[Records]
────────

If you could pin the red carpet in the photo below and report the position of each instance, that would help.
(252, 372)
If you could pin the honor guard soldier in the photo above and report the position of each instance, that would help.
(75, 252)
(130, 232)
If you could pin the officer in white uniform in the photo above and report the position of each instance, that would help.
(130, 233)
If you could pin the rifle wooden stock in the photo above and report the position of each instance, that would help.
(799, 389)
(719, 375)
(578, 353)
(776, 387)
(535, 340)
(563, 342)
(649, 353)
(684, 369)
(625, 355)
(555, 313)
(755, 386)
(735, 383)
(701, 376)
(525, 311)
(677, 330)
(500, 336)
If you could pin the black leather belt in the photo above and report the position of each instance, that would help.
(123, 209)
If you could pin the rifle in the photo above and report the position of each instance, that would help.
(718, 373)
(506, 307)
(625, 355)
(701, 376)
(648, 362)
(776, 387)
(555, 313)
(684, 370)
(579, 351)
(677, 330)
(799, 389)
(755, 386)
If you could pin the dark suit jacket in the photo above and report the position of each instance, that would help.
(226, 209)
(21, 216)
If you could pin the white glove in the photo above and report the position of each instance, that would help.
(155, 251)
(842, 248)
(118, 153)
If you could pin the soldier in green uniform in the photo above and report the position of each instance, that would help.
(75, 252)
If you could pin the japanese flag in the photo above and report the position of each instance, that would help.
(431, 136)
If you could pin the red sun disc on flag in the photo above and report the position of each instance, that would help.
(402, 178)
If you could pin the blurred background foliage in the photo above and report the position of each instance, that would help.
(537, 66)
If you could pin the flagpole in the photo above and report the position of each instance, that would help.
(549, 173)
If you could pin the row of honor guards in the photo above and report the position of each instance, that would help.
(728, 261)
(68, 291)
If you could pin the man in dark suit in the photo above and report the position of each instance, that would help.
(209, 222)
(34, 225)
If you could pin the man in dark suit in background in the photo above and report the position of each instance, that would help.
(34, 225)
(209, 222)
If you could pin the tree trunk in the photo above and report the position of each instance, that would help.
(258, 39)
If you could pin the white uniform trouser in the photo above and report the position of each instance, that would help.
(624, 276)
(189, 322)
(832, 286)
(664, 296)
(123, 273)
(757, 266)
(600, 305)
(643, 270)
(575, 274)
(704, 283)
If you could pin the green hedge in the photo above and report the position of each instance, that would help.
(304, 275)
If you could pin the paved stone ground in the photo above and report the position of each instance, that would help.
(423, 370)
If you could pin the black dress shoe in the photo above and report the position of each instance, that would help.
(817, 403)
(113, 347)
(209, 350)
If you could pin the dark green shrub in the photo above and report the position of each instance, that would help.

────────

Problem to solve: Every record shown above must be echoed exactly.

Solution to the exercise:
If you could pin the red carpet in the photo below and report the position of each instance, that would help.
(252, 372)
If you could pin the honor guard soldier in the photo above and report the position of each instance, that would help.
(75, 252)
(130, 232)
If you could pin the officer in white uniform in the photo above and report the position of each instance, that would help.
(130, 233)
If you could pin the rifle wooden stock in the photo above and report the position of each instance, that would help.
(799, 389)
(719, 375)
(578, 353)
(776, 387)
(535, 340)
(563, 342)
(649, 353)
(684, 369)
(625, 355)
(555, 313)
(755, 386)
(735, 383)
(701, 376)
(525, 311)
(677, 330)
(500, 336)
If you could pin the black leather belt in the photo above and report the position of each instance, that would help.
(123, 209)
If you could pin the rifle in the photo above and report the position of each instance, that would help.
(718, 373)
(506, 307)
(625, 355)
(701, 376)
(648, 362)
(776, 387)
(555, 313)
(684, 370)
(579, 351)
(677, 330)
(799, 389)
(755, 386)
If you could pin the dark suit jacket in the photo above and report the position of each instance, that would help.
(226, 209)
(21, 216)
If you could pin the white glove in the photo above and report the position of each instance, that would help.
(155, 251)
(842, 248)
(118, 153)
If you could pin the soldier in green uniform in the photo above and report the position of each instance, that would help.
(75, 252)
If you could pin the japanese flag in the photo above and report the position of each instance, that would help.
(431, 136)
If you could pin the red sun disc on flag in the photo above and report the position of each instance, that would help.
(402, 178)
If you could pin the blurred background foliage in the photo above and report the position of each instance, that would help.
(537, 66)
If you could pin the flagpole in the photo above and report the position of each instance, that would help.
(549, 173)
If you could pin the row of honor guards in the photo above and report the position of each instance, that would help.
(728, 261)
(68, 291)
If you could pin the man in dark suit in the photo above and report the position of each instance, that would help.
(209, 222)
(34, 225)
If you could pin the man in dark suit in background in the photo above and report the position of each instance, that would help.
(34, 225)
(209, 222)
If you could pin the tree trunk in the photo above and report the position of each instance, that would help.
(258, 39)
If you could pin the white uniform trouser in the photo above and report the position of each instance, that would help.
(624, 276)
(189, 322)
(832, 286)
(664, 296)
(123, 273)
(757, 266)
(600, 305)
(643, 270)
(575, 274)
(704, 283)
If you could pin the green hedge in the photo above and report the position of each instance, that would help.
(304, 275)
If you could pin the paved stone ground in the photo above and report the position of each instance, that would help.
(423, 370)
If you could pin the black dress shoe in the photo above and report the position of each instance, that would help.
(817, 403)
(113, 347)
(209, 350)
If you could pin the dark green shrub in the photo above and report the position of each instance, that would help.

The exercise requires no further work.